原文选段
╔══

到此为止,TSR中有关MSN残卷就介绍完了。通过同回鹘文本的对比,可以看出,这种对比是两利的。特别是,由于回鹘文本的残卷保留下来的数量大大地超过吐火罗文本,对后者的解读前者帮了大忙。我对新博本的MSN的残卷的翻译就全靠回鹘文的协助,否则我会是一筹莫展的。
写到这里,我写这一篇文章的目的可以说是已经达到了:我从弥勒在佛教传入中土的过程中所起的重要作用写起,又写了弥勒信仰在新疆的传布,重点写的是龟兹和焉耆地区,文章可以结束了。但是,在写作过程中,我翻看了以前曾经读过的以及还没有读过的一些书籍,逐渐感觉到,写的还有不够充实的地方,不够完满的地方,因此决定再写这一段补充。
补充
一、吐火罗文A MSN和回鹘文Maitrisimit之间的同和异
我在上面已经提到,《弥勒会见记》的三个本子之间的关系是:印度文本是原本,可惜这个原本至今还没有出现。从这个本子编译出来了吐火罗文A《弥勒会见记剧本》,毫不含糊地自称为“剧本”,里面也确实有一些剧本专用名词。不管它的形式怎样,我们必须承认它是“剧本”,这一点丝毫无可怀疑,从这个本子“编译”出来的回鹘文本,去掉了“剧本”这个字样。这个本子的题记说:本书的原作者是,与吐火罗文A本的编译者同为一人。一个(毗婆沙派)的Karmavasika,名叫的人译之为回鹘文(见Von Gabain,Maitrisimit Beiheft,Ⅱ,S.14)。这个回鹘文本,不但去掉了“剧本”这个字样,连文中的一些还存在于吐火罗文A本中的剧本专用术语,以及韵文部分的曲牌名称,也统统删掉。看上去一点剧本的痕迹都不存在了,但是内容却基本未变,它完全变成了一篇叙事文学作品。
原因何在呢?我对这个问题,虽然早就有所觉察,却从未加以考虑和探讨。Von Gabain虽然也指出过这个现象,但也没有加以解释。我现在斗胆提出一个“大胆的假设”,供同行们批评参考。愚者千虑,或有一得。

╚══

所给数据
╔══

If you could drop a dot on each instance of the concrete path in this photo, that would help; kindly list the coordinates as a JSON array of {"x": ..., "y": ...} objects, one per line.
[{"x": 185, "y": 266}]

╚══

任务要求
请把原文选段中介于“到此为止,TSR中有关MSN”和“方,因此决定再写这一段补充。”之间（含这两处）的文字重写一遍，并将其中的“残卷”全部改为“残片”。

本题解答
到此为止,TSR中有关MSN残片就介绍完了。通过同回鹘文本的对比,可以看出,这种对比是两利的。特别是,由于回鹘文本的残片保留下来的数量大大地超过吐火罗文本,对后者的解读前者帮了大忙。我对新博本的MSN的残片的翻译就全靠回鹘文的协助,否则我会是一筹莫展的。
写到这里,我写这一篇文章的目的可以说是已经达到了:我从弥勒在佛教传入中土的过程中所起的重要作用写起,又写了弥勒信仰在新疆的传布,重点写的是龟兹和焉耆地区,文章可以结束了。但是,在写作过程中,我翻看了以前曾经读过的以及还没有读过的一些书籍,逐渐感觉到,写的还有不够充实的地方,不够完满的地方,因此决定再写这一段补充。